On October 10, 2011, Trenton began his syndicated show, called Poorman's Nation. Despite originally being promoted as a live call-in show, Poorman's Nation instead consisted solely of taped interviews from Occupy Wall Street. The program was syndicated by the Genesis Communications Network, and produced by Mike Lundgren with KCAA, which carried his original Radio Invasion program earlier in the year. Trenton conducted his on-the-street interviews while wearing only a Depression-era-style barrel, which earned him some degree of media attention, including an appearance on The Young Turks. However, the show failed to pick up any additional affiliates or local sponsors, and was canceled by the syndicator on November 7, 2011.

Trenton returned to KCAA twice from 2012 to 2015, with neither show lasting more than nine months.

=== Host ===
While working at KROQ in the mid-1980s, local Orange County TV station KDOC had a program called Adventures with the Poorman hosted by Trenton.

In the late 1980s, Trenton hosted a show on KDOC called Request Video. This was a live show featuring videos of primarily rock and independent bands. In addition, Trenton took live phone calls and interviewed bands. His show was the first to interview the then-unknown Gwen Stefani and her band No Doubt.

=== The Love Channel and Poorman's Bikini Beach ===
In 1994, Trenton launched a live, late-night call-in TV advice show called The Love Channel on KDOC. He co-hosted the show with “Dr. Danielle” Ardolino, a UCLA Medical School graduate who was then completing her residency at the UC Irvine Medical Center. The show featured a mix of advice to callers, celebrity interviews and band performances. The show attempted to replicate the success of Loveline, but it was ultimately canceled. In 1999, Trenton again returned to the television landscape, producing a program called Poorman's Bikini Beach. Like The Love Channel, Poorman owned and controlled the show, renting airtime from various television stations. It ran subsequent years, on various television stations including the Los Angeles station KJLA.

Trenton canceled the program on January 17, 2011, to pursue other career opportunities in New York.

===KOCI===
In 2019, Trenton began hosting a morning drive-time radio program, Poorman’s Morning Rush, on KOCI-FM 101.5, "The Low Power Blowtorch" broadcasting from Costa Mesa, California.

===KLIE===
Trenton also simulcasts his morning show, Poorman’s Morning Rush, on KLIE-LP 90.3 FM, another local station based in Garden Grove, California and broadcasting out of Fountain Valley, California. The station is also known by its more popular name, Radio Suerte, where it is the first bilingual station run by both Maria Luisa Luna and Victor Mendez.

== Appearances and stints ==
Trenton worked as a field reporter on KTTV's Good Day LA and the Los Angeles UPN station's news program.

He appeared as an extra on the program Boardwalk Empire, which aired in October 2012.

In 2014, Trenton appeared on episode two of Frankenfood on Spike TV. His creation, the Nuclear Torpedo, also called a "Poor Man's Giant Garbage Burrito" was panned by all three judges. Host Tony Luke, Jr. bet $100 that a dog would not eat Trenton's giant burrito, and, in fact, the dog refused to eat Trenton's creation.

Trenton has also appeared in four films, including the 1987 B movie North Shore as the opening surf contest announcer, the 1988 hit Heathers (as the 'Hot Probs' D.J.) and the 1990 film Men at Work (as the narrator). He also appeared alongside Nick Offerman in the music video for the song "The Greatest" by They Might Be Giants.

Trenton is a member of SAG/AFTRA.

== Personal life ==
Trenton completed law school while in his 20s, but did not pass the California State Bar exam. This occurred before he got involved in radio.

Trenton is also a photographer, and has exhibited his work at various art galleries throughout California including The Gray Matter of Art Gallery.

Trenton is married to long time girlfriend, Aime McCrory.

[Photo-based referring expression records]

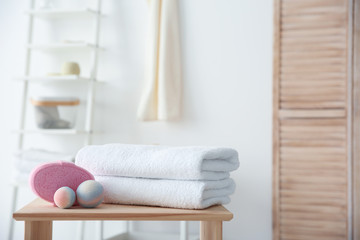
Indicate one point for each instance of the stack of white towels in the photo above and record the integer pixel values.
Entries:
(179, 177)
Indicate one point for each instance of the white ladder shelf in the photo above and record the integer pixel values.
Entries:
(27, 79)
(91, 81)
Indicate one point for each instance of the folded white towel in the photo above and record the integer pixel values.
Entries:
(166, 193)
(188, 163)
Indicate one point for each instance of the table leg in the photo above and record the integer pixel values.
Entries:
(211, 230)
(38, 230)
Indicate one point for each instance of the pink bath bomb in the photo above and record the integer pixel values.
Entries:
(64, 197)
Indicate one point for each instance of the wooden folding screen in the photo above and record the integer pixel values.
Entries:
(310, 138)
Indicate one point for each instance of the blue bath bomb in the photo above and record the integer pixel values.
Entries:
(90, 194)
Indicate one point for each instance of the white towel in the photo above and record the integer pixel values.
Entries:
(166, 193)
(188, 163)
(161, 97)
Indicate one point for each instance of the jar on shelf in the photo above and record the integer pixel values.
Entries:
(55, 112)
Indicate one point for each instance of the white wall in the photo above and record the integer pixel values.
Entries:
(226, 48)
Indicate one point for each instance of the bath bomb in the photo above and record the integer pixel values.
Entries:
(90, 194)
(64, 197)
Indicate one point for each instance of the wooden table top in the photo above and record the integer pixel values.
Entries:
(40, 210)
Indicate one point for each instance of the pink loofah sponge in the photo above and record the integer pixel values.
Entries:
(49, 177)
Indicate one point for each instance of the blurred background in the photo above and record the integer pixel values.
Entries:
(226, 49)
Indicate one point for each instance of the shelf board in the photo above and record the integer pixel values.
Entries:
(52, 131)
(62, 46)
(43, 79)
(61, 13)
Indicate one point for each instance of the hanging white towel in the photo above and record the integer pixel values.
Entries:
(166, 193)
(161, 99)
(149, 161)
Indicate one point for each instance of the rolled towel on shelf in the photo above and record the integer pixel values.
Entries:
(183, 163)
(166, 193)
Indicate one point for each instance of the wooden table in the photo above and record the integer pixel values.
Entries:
(39, 214)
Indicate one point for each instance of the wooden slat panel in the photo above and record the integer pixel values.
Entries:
(313, 47)
(313, 176)
(310, 120)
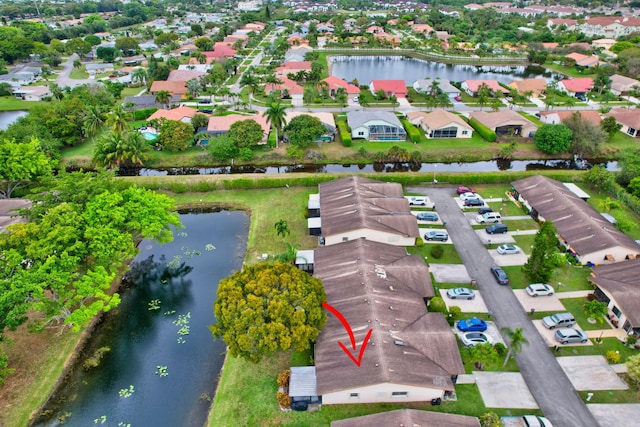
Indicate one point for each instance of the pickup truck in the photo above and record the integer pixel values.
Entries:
(526, 421)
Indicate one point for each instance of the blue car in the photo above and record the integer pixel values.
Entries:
(473, 324)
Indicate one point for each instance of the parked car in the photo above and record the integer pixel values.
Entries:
(468, 195)
(471, 339)
(484, 210)
(488, 217)
(496, 229)
(559, 320)
(462, 190)
(443, 236)
(539, 289)
(461, 293)
(420, 201)
(507, 249)
(473, 324)
(474, 202)
(500, 275)
(570, 335)
(428, 216)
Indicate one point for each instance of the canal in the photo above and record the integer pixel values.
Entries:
(162, 365)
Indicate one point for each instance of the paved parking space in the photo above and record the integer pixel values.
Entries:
(496, 239)
(548, 335)
(504, 390)
(543, 303)
(508, 260)
(591, 373)
(450, 273)
(475, 305)
(619, 415)
(423, 230)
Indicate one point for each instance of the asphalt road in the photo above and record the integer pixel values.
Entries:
(546, 380)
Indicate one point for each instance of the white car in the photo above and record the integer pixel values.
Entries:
(467, 196)
(507, 249)
(538, 289)
(471, 339)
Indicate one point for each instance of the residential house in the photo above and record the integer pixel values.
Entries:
(621, 85)
(32, 93)
(441, 124)
(472, 87)
(398, 88)
(585, 234)
(355, 207)
(506, 122)
(577, 86)
(409, 417)
(629, 119)
(612, 27)
(445, 86)
(617, 286)
(335, 83)
(376, 126)
(412, 355)
(183, 114)
(219, 125)
(535, 86)
(174, 87)
(557, 117)
(288, 88)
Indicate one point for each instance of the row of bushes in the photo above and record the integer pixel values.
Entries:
(483, 131)
(205, 183)
(345, 135)
(412, 131)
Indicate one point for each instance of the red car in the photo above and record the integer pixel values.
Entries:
(462, 190)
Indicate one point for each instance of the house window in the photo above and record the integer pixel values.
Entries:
(616, 311)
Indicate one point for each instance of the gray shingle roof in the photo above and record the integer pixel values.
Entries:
(379, 286)
(576, 221)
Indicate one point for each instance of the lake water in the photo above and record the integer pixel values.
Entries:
(8, 117)
(367, 68)
(141, 339)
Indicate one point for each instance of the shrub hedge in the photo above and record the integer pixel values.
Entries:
(345, 135)
(483, 131)
(412, 131)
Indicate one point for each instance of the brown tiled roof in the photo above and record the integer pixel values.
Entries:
(409, 418)
(620, 279)
(355, 203)
(580, 225)
(378, 286)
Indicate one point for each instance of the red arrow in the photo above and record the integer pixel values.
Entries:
(350, 332)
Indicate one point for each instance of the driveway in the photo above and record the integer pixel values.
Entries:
(548, 383)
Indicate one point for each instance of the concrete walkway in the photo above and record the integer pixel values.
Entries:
(547, 382)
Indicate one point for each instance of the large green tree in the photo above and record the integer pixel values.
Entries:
(540, 265)
(267, 308)
(21, 163)
(303, 129)
(553, 139)
(175, 135)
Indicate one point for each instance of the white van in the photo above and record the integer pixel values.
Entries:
(488, 217)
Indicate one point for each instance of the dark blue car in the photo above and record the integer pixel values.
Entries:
(473, 324)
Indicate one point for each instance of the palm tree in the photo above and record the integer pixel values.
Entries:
(516, 340)
(163, 97)
(118, 119)
(275, 115)
(92, 121)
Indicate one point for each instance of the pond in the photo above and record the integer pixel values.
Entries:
(179, 278)
(367, 68)
(8, 117)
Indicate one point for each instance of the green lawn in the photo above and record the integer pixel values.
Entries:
(575, 307)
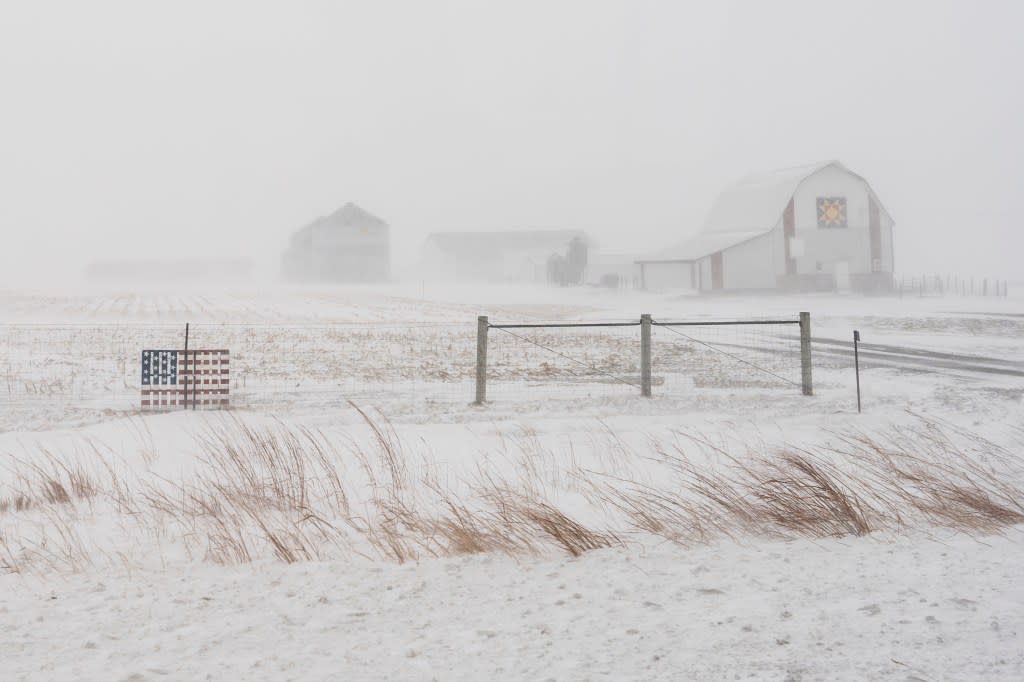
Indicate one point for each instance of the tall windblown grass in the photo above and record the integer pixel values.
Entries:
(296, 494)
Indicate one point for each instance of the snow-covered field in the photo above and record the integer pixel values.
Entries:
(354, 516)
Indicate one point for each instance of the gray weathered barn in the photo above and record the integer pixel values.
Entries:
(817, 227)
(557, 256)
(349, 245)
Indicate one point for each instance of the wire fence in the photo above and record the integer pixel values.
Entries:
(55, 372)
(60, 373)
(561, 360)
(752, 353)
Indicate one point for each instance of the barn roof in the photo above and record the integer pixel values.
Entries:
(348, 215)
(748, 209)
(521, 240)
(756, 203)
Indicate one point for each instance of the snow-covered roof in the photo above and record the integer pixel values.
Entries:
(509, 240)
(748, 209)
(756, 203)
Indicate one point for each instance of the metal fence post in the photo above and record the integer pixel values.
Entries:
(645, 355)
(805, 353)
(481, 359)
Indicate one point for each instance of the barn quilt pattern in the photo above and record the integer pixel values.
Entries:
(832, 212)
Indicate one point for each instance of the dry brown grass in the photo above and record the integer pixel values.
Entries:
(294, 495)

YOUR TASK: Please copy the part of the passage about Trenton that opens with "Trenton returned to" and closes with "band No Doubt.", changing "Request Video" to "Rock Request".

COMPLETED TASK:
Trenton returned to KCAA twice from 2012 to 2015, with neither show lasting more than nine months.

=== Host ===
While working at KROQ in the mid-1980s, local Orange County TV station KDOC had a program called Adventures with the Poorman hosted by Trenton.

In the late 1980s, Trenton hosted a show on KDOC called Rock Request. This was a live show featuring videos of primarily rock and independent bands. In addition, Trenton took live phone calls and interviewed bands. His show was the first to interview the then-unknown Gwen Stefani and her band No Doubt.